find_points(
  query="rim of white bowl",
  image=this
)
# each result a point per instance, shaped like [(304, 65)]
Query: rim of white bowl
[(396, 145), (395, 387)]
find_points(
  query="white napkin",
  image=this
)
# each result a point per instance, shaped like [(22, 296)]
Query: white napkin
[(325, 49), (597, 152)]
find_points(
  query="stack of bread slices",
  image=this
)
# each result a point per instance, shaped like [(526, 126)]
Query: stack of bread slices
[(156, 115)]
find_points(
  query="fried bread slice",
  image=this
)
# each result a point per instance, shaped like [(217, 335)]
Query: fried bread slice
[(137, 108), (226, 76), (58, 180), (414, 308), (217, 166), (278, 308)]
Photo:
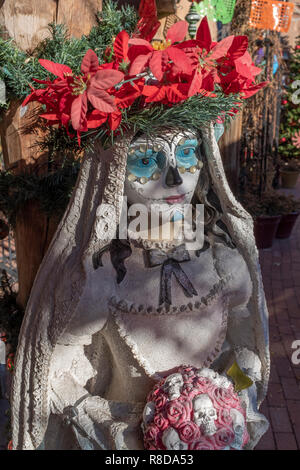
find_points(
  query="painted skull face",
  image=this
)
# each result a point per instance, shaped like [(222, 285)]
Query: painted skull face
[(172, 441), (164, 170), (205, 414), (238, 427), (173, 385)]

● ● ● ● ● ● ●

● Requirements
Do not include the images; transcribe the rest of the listing exactly.

● Complete answer
find_points(
  query="rim of white bowl",
  image=this
)
# each result a point per instance, shaped like [(304, 65)]
Query: rim of white bowl
[(396, 145), (395, 387)]
find_points(
  query="white napkin",
  image=this
)
# each result a point per instance, shaped like [(22, 296)]
Query: white napkin
[(325, 49), (597, 152)]
find_points(
  query="stack of bread slices",
  image=this
)
# each result a point per instance, shaped like [(526, 126)]
Query: stack of bread slices
[(156, 115)]
find_points(
  query="fried bread slice",
  image=this
)
# each result a point per instance, shaped like [(217, 335)]
Query: fried bread slice
[(137, 108), (226, 76), (58, 180), (414, 308), (217, 166), (278, 308)]
Photo:
find_points(
  query="painted skull face",
  image=this
)
# each result a point per instance, shaped like [(222, 285)]
Query: painted skull face
[(172, 441), (164, 170), (205, 414), (238, 427), (173, 385)]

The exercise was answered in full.